Exercise
Would you reproduce every one of the records below word for word, leaving the pictures out?

The records
******************************

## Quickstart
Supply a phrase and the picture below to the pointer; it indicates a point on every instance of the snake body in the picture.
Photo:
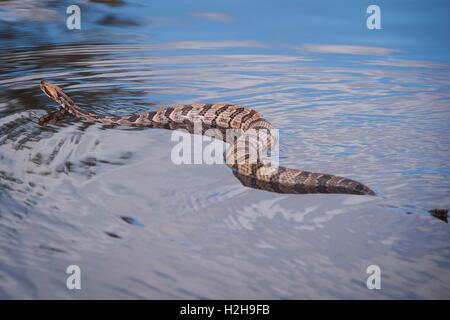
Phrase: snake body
(255, 174)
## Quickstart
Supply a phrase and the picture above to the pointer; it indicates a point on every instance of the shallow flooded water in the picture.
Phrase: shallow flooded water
(370, 106)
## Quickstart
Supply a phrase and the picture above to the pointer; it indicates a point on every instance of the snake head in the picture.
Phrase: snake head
(54, 92)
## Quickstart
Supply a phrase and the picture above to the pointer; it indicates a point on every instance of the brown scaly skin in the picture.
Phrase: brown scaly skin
(253, 174)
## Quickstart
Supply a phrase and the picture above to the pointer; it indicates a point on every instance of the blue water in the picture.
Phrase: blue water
(372, 105)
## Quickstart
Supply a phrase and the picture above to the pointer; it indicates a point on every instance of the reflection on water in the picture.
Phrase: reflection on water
(111, 201)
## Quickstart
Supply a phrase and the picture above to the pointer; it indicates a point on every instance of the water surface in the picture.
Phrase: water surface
(369, 105)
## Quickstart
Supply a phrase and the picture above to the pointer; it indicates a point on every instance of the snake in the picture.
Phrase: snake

******************************

Answer to this task
## Quickstart
Supply a phrase and the picture below to the pointer; it indicates a point on every instance of the snake body in the picture.
Photo:
Phrase: snake body
(255, 174)
## Quickstart
Supply a phrase and the picture above to the pointer; it indicates a point on every instance of the shallow flooded water in the picture.
Phrase: shallow flooded water
(370, 106)
## Quickstart
Supply a phrase and the picture above to the pointer; it indicates a point on every instance of the snake head in the picture.
Phrase: snake head
(54, 92)
## Quickstart
Supply a phrase and the picture above to the pointer; it indicates a point on every instance of the brown scaly skin in the picture.
Phrase: brown scaly skin
(253, 174)
## Quickstart
Supply a phrase and the picture above to the pointer; it indicates a point on every instance of the blue water in the picture.
Phrase: blue water
(372, 105)
## Quickstart
Supply a phrase and the picture above to the pointer; it indicates a point on every instance of the reflection on water in the picture.
Phrase: reflection on water
(111, 201)
## Quickstart
Supply a phrase and the picture above to the pointer; it indicates a point on every instance of the water surface in the picture.
Phrase: water surface
(369, 105)
## Quickstart
Supply a phrase and the picture above to the pointer; it indicates a point on every instance of the snake in the picture.
Phrase: snake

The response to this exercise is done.